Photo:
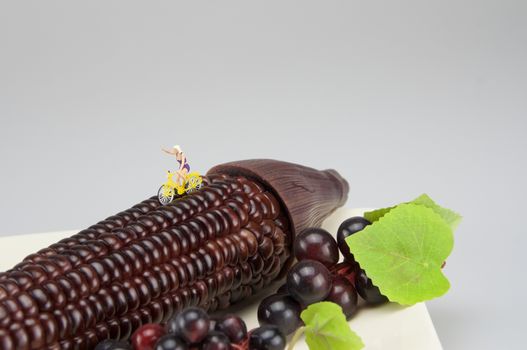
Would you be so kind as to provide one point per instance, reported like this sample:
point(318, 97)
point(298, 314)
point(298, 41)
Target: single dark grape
point(233, 327)
point(367, 290)
point(344, 294)
point(282, 289)
point(213, 321)
point(267, 338)
point(309, 282)
point(346, 229)
point(280, 310)
point(191, 325)
point(110, 344)
point(216, 341)
point(170, 342)
point(316, 244)
point(145, 337)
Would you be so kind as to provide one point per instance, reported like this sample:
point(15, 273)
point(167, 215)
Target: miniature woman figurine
point(184, 167)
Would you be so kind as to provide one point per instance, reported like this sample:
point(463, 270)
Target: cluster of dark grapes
point(318, 276)
point(193, 328)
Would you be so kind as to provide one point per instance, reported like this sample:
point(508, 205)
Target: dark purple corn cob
point(211, 248)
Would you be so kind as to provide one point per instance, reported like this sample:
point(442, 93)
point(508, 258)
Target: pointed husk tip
point(309, 196)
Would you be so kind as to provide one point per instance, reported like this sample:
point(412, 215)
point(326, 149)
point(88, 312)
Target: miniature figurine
point(184, 166)
point(186, 181)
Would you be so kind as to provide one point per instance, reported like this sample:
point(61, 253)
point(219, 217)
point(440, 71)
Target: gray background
point(401, 97)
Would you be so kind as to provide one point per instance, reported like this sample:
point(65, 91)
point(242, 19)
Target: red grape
point(192, 325)
point(309, 281)
point(316, 244)
point(267, 338)
point(233, 327)
point(146, 336)
point(282, 311)
point(344, 294)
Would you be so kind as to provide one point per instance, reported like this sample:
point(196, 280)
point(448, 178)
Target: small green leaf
point(326, 328)
point(376, 214)
point(402, 252)
point(450, 216)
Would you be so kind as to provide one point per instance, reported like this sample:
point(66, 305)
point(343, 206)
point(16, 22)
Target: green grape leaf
point(376, 214)
point(450, 216)
point(326, 328)
point(402, 253)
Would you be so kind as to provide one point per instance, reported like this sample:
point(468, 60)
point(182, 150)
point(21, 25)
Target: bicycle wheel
point(165, 194)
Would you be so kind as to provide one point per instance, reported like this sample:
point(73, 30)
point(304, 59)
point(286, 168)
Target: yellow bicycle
point(170, 189)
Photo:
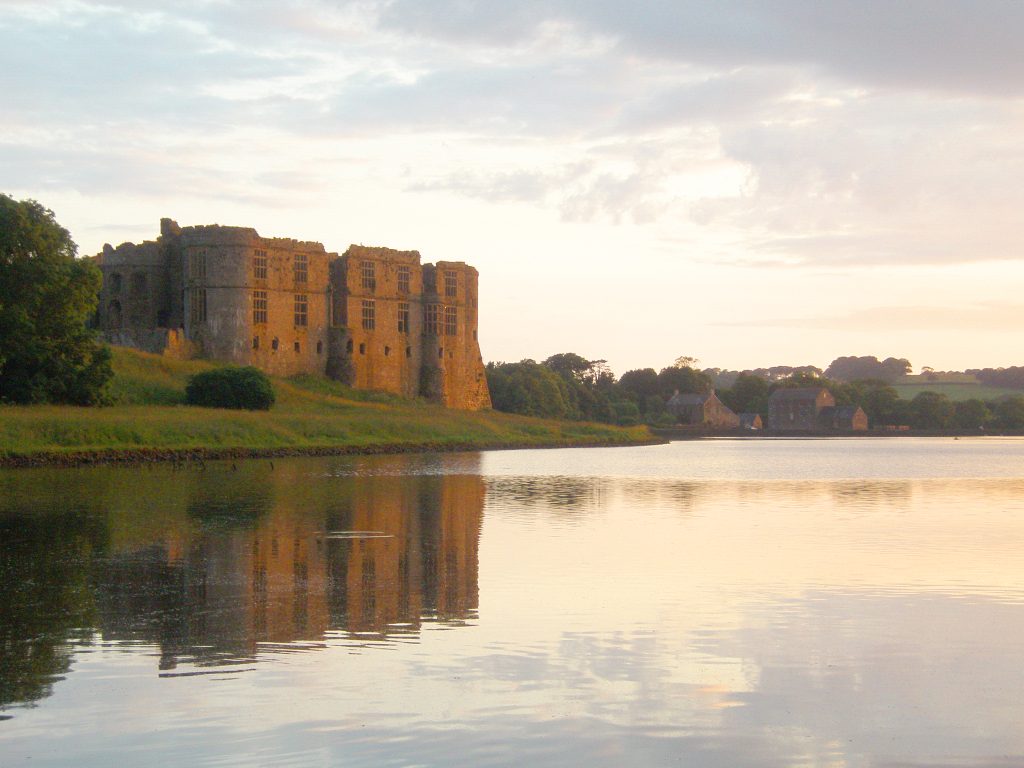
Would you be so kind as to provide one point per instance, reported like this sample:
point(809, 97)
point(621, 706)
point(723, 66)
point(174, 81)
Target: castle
point(373, 317)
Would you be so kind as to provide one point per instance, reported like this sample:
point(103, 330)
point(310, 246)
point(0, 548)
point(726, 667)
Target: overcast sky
point(750, 183)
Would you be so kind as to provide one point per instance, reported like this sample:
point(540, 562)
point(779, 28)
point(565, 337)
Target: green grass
point(310, 414)
point(953, 390)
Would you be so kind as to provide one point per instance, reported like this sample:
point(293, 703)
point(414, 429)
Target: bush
point(230, 387)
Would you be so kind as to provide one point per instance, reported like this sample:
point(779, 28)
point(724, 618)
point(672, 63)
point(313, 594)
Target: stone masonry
point(374, 317)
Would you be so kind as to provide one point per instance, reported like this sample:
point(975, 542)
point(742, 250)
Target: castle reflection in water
point(217, 565)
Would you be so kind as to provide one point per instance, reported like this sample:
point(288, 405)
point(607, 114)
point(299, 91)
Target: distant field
point(310, 414)
point(953, 390)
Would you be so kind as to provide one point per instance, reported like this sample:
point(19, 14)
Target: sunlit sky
point(750, 183)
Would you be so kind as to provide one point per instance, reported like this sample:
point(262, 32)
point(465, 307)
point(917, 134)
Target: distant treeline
point(1012, 377)
point(568, 386)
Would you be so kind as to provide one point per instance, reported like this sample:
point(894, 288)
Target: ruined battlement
point(374, 317)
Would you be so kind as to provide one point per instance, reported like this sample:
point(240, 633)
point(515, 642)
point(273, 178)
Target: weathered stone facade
point(374, 317)
point(701, 410)
point(798, 409)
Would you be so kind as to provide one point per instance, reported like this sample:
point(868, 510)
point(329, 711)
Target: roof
point(798, 393)
point(846, 412)
point(688, 398)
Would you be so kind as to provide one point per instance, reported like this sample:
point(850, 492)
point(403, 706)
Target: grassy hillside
point(148, 415)
point(952, 389)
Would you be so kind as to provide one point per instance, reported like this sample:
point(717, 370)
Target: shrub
point(230, 387)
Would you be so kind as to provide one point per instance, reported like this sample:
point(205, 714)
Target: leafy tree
point(686, 361)
point(851, 369)
point(47, 296)
point(528, 388)
point(931, 411)
point(235, 387)
point(639, 385)
point(568, 366)
point(881, 401)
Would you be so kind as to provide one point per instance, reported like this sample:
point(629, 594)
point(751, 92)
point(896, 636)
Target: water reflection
point(627, 619)
point(217, 565)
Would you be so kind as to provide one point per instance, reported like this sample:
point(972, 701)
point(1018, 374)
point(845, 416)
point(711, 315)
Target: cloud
point(854, 133)
point(997, 316)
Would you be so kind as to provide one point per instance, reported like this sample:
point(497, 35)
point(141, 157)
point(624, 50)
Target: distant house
point(701, 410)
point(848, 418)
point(798, 409)
point(751, 421)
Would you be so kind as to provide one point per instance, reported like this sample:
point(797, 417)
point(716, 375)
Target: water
point(714, 603)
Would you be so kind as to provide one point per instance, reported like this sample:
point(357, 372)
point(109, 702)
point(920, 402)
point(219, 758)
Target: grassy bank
point(150, 420)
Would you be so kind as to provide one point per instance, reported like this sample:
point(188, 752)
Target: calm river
point(707, 603)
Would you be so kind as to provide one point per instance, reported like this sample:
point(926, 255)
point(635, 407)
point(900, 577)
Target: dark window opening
point(432, 318)
point(138, 283)
point(197, 305)
point(402, 317)
point(300, 268)
point(259, 264)
point(259, 307)
point(301, 310)
point(368, 275)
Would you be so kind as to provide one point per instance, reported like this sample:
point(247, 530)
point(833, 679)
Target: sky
point(749, 183)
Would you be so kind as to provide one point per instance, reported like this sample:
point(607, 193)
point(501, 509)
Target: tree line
point(568, 386)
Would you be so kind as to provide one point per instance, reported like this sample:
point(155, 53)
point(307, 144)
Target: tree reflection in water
point(217, 565)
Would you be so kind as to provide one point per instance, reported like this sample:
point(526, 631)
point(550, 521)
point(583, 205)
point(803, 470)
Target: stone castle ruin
point(373, 317)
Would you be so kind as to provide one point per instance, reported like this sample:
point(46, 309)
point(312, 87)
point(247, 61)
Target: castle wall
point(454, 369)
point(374, 317)
point(254, 299)
point(384, 317)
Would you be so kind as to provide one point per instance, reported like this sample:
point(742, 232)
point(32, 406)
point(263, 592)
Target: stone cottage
point(798, 409)
point(374, 317)
point(701, 410)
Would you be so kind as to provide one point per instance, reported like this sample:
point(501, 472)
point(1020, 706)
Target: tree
point(851, 369)
point(47, 354)
point(244, 388)
point(748, 395)
point(528, 388)
point(972, 414)
point(639, 384)
point(881, 401)
point(682, 379)
point(1010, 413)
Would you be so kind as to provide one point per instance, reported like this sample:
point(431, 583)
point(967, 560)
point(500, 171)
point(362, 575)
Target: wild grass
point(148, 414)
point(954, 390)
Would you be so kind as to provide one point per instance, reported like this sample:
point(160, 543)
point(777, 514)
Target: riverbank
point(316, 417)
point(689, 433)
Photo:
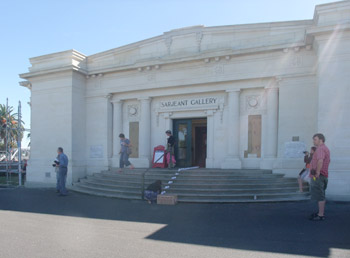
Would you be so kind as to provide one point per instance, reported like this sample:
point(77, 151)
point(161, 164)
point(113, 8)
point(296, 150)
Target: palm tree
point(8, 120)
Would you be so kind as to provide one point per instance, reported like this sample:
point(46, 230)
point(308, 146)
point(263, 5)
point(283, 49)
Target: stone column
point(232, 160)
point(210, 139)
point(117, 128)
point(271, 128)
point(272, 122)
point(145, 131)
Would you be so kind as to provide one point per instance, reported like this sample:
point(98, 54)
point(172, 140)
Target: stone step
point(208, 196)
point(92, 191)
point(121, 192)
point(200, 185)
point(175, 189)
point(237, 190)
point(122, 177)
point(281, 199)
point(184, 183)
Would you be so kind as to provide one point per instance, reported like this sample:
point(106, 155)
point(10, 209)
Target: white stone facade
point(295, 75)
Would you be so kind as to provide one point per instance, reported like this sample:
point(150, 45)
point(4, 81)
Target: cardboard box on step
point(167, 199)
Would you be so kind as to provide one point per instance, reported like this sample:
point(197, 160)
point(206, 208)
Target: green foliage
point(9, 121)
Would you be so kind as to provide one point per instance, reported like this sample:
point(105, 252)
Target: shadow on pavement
point(270, 227)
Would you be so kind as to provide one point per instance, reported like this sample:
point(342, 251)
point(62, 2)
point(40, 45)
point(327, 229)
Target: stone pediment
point(203, 42)
point(199, 42)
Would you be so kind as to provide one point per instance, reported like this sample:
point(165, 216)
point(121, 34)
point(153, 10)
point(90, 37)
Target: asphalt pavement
point(38, 223)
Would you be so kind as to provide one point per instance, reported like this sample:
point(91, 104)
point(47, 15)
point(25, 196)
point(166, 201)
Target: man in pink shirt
point(319, 175)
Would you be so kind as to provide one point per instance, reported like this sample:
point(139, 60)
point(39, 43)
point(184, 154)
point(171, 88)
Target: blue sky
point(34, 28)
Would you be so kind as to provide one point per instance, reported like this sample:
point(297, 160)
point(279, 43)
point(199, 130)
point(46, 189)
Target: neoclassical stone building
point(241, 96)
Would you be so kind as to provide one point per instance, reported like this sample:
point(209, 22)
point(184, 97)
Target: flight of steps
point(198, 185)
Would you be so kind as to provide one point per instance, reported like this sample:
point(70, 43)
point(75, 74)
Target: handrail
point(143, 178)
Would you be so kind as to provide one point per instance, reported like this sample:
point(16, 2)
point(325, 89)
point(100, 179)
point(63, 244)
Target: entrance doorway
point(191, 142)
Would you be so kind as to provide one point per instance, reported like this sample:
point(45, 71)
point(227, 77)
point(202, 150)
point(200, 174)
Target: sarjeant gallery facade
point(236, 97)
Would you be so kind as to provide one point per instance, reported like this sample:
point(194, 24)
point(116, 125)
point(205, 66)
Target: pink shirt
point(322, 152)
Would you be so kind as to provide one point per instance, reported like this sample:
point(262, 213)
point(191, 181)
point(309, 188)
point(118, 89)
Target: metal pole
point(6, 139)
point(19, 139)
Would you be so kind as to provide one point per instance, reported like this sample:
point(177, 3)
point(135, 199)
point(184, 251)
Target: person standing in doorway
point(170, 149)
point(319, 175)
point(62, 171)
point(57, 170)
point(125, 151)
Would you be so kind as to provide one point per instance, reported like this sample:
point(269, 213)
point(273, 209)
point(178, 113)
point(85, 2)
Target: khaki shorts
point(318, 188)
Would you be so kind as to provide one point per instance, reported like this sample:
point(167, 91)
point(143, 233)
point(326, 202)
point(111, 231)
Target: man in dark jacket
point(170, 148)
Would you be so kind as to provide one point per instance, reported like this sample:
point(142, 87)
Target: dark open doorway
point(191, 142)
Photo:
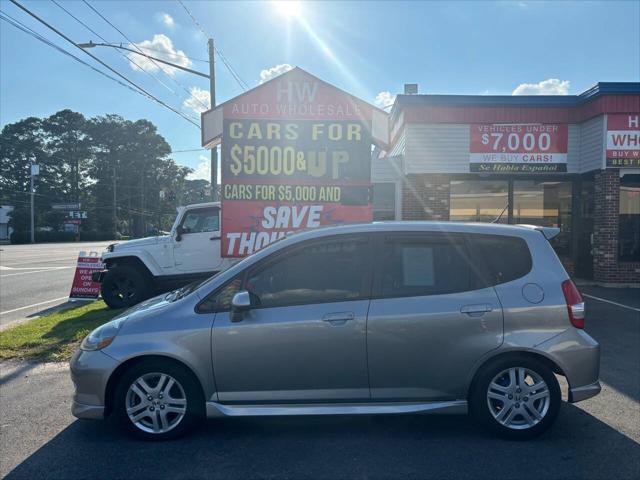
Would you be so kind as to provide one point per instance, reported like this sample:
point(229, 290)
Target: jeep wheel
point(124, 286)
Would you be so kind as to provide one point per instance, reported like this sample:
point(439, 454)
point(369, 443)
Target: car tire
point(124, 286)
point(515, 410)
point(175, 408)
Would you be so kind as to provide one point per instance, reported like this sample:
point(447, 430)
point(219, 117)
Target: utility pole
point(115, 207)
point(214, 150)
point(35, 170)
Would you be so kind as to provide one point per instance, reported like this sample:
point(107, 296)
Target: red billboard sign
point(623, 140)
point(296, 154)
point(504, 148)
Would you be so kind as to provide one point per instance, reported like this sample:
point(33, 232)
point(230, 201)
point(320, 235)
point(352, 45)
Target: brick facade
point(425, 197)
point(606, 268)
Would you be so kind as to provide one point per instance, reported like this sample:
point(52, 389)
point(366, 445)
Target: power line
point(224, 59)
point(7, 18)
point(122, 54)
point(190, 150)
point(144, 54)
point(173, 54)
point(149, 95)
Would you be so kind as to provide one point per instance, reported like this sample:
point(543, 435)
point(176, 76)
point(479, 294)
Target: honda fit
point(391, 318)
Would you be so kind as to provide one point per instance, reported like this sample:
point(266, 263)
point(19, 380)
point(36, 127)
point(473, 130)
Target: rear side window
point(417, 266)
point(501, 258)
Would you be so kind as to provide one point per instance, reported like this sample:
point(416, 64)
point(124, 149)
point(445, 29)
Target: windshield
point(187, 289)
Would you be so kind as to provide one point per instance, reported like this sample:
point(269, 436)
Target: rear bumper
point(582, 393)
point(578, 356)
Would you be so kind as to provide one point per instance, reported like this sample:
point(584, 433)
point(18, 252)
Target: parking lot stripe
point(611, 302)
point(46, 269)
point(35, 304)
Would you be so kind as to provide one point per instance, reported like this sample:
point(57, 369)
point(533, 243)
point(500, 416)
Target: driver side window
point(332, 270)
point(203, 220)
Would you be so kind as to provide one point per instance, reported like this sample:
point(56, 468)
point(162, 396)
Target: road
point(37, 277)
point(595, 439)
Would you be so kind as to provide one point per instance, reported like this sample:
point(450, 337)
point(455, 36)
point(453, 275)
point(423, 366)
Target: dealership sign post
point(512, 147)
point(296, 154)
point(623, 140)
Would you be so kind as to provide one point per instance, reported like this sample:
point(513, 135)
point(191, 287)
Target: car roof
point(421, 226)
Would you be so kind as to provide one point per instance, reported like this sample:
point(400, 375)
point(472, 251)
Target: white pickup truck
point(138, 269)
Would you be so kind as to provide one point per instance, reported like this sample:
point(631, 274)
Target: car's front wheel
point(123, 286)
point(158, 399)
point(517, 397)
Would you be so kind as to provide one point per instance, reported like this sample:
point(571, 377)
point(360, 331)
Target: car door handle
point(338, 318)
point(476, 310)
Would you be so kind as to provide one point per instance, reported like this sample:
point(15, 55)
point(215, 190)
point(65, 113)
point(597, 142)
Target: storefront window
point(479, 200)
point(384, 201)
point(545, 203)
point(629, 220)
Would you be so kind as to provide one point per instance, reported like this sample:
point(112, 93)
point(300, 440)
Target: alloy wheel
point(156, 403)
point(518, 398)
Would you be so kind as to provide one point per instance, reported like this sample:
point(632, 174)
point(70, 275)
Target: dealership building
point(571, 162)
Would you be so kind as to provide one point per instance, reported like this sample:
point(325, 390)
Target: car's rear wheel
point(158, 399)
point(517, 397)
point(124, 286)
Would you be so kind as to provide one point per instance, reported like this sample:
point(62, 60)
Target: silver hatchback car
point(414, 317)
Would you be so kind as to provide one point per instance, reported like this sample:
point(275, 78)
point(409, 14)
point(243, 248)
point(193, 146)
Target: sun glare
point(288, 8)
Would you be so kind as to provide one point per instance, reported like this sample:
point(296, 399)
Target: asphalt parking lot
point(598, 438)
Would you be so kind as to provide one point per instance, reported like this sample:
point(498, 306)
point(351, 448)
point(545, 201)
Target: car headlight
point(103, 335)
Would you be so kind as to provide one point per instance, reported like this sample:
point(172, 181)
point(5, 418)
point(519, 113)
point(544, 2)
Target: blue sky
point(363, 47)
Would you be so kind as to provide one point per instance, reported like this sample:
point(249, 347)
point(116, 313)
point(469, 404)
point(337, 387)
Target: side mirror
point(240, 303)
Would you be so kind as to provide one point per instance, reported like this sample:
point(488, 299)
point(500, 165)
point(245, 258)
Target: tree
point(114, 167)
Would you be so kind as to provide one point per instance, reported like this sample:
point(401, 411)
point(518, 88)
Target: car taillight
point(575, 303)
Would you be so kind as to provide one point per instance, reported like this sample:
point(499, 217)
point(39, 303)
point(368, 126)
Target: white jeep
point(138, 269)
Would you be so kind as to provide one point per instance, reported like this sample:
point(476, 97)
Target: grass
point(53, 337)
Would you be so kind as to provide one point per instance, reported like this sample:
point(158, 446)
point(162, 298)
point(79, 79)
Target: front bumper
point(90, 372)
point(582, 393)
point(93, 412)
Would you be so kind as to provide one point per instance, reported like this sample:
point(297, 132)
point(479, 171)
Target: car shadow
point(578, 446)
point(618, 332)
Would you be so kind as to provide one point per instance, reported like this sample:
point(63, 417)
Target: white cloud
point(202, 171)
point(273, 72)
point(160, 47)
point(384, 99)
point(199, 101)
point(551, 86)
point(166, 19)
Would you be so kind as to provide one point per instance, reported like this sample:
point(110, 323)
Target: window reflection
point(478, 200)
point(545, 203)
point(629, 230)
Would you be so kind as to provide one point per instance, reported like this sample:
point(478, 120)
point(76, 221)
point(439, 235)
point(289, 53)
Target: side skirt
point(215, 409)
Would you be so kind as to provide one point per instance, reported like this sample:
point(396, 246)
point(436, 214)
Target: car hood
point(144, 309)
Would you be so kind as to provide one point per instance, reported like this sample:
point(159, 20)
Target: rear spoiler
point(548, 232)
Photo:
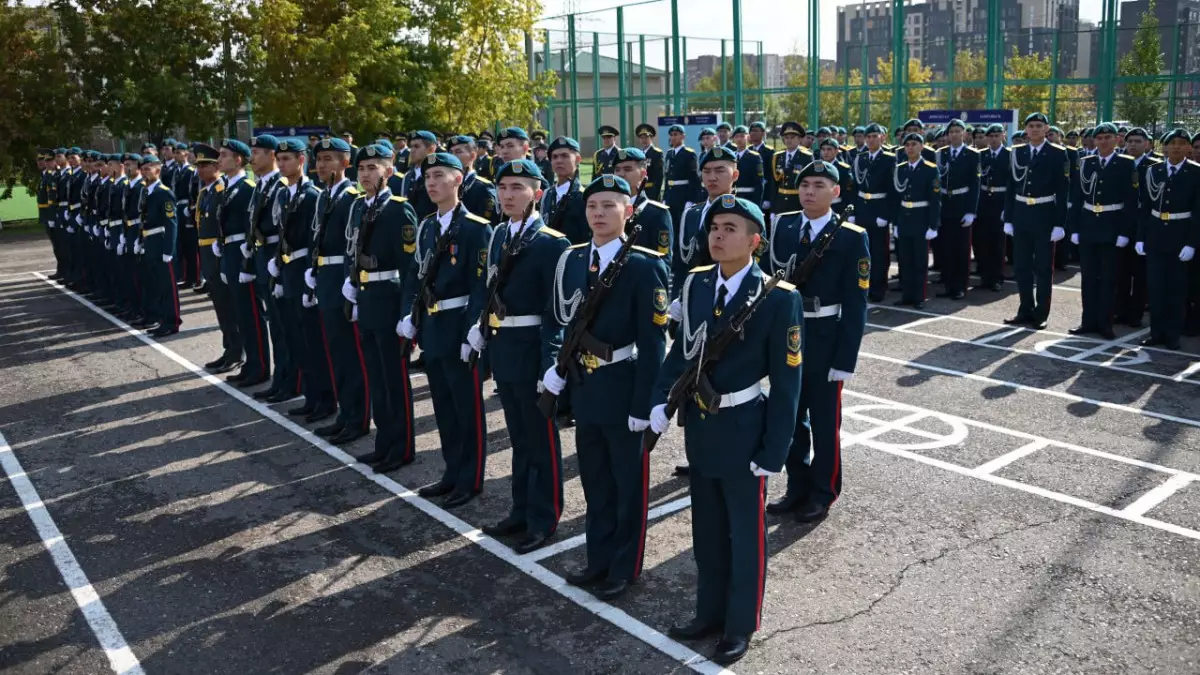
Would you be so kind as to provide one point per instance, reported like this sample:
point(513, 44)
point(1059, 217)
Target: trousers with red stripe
point(729, 533)
point(613, 471)
point(537, 458)
point(456, 390)
point(819, 419)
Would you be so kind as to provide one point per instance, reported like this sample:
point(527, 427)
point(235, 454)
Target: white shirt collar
point(816, 223)
point(607, 252)
point(731, 285)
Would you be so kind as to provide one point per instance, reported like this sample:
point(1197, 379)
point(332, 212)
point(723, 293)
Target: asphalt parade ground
point(1014, 501)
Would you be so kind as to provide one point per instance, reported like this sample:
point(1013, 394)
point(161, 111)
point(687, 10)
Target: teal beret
point(731, 204)
point(607, 183)
point(519, 168)
point(820, 168)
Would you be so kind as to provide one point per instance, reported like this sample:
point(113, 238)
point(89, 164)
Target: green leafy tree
point(1141, 102)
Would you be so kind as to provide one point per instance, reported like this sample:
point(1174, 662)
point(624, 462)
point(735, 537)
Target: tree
point(40, 103)
point(1141, 102)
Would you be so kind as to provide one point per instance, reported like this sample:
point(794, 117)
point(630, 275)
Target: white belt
point(1162, 215)
point(1033, 201)
point(385, 275)
point(449, 304)
point(743, 396)
point(294, 256)
point(523, 321)
point(1102, 208)
point(593, 362)
point(825, 311)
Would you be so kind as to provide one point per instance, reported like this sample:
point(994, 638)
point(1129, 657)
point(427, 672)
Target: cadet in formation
point(611, 392)
point(731, 454)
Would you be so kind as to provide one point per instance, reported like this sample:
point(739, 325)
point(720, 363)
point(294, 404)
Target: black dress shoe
point(586, 577)
point(730, 649)
point(694, 629)
point(811, 512)
point(611, 589)
point(504, 527)
point(390, 465)
point(321, 413)
point(348, 436)
point(532, 542)
point(457, 499)
point(787, 503)
point(437, 490)
point(330, 430)
point(303, 411)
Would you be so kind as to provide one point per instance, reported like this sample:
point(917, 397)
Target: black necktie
point(721, 292)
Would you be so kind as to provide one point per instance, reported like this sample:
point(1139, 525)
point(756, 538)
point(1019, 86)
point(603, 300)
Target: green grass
point(22, 205)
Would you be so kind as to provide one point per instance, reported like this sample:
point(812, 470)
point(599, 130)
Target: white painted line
point(613, 615)
point(580, 539)
point(1018, 386)
point(1009, 458)
point(120, 657)
point(1158, 495)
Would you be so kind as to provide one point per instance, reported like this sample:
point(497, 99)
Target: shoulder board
point(648, 251)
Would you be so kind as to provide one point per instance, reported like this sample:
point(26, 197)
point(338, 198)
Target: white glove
point(475, 339)
point(555, 384)
point(760, 471)
point(406, 328)
point(676, 310)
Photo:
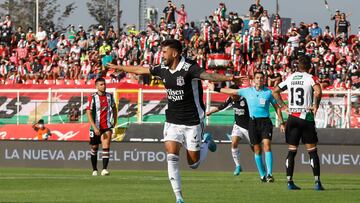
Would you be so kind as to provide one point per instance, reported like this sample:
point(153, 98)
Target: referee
point(260, 125)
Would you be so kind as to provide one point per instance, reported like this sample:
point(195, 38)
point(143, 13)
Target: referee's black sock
point(105, 157)
point(315, 163)
point(290, 163)
point(93, 153)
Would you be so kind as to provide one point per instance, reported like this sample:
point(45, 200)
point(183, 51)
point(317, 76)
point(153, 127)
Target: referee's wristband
point(217, 89)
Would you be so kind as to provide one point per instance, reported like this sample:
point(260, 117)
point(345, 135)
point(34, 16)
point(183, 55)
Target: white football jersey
point(300, 94)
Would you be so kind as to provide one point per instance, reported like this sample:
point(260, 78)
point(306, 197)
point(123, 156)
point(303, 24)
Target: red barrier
point(65, 132)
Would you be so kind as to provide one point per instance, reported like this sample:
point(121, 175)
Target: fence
point(339, 109)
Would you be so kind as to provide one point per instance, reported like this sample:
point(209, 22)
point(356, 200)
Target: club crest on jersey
point(180, 81)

■ **Task description**:
Your answer should be the lines above from the one containing "point(630, 275)" through the one containing "point(1129, 657)", copied exactly and with both ends kept.

■ **Exercise response**:
point(630, 275)
Target: white belt
point(1162, 215)
point(1033, 201)
point(385, 275)
point(449, 304)
point(743, 396)
point(294, 256)
point(523, 321)
point(1102, 208)
point(593, 362)
point(825, 311)
Would you be so kind as to provide one point per instance, reported like this sample:
point(994, 638)
point(1129, 657)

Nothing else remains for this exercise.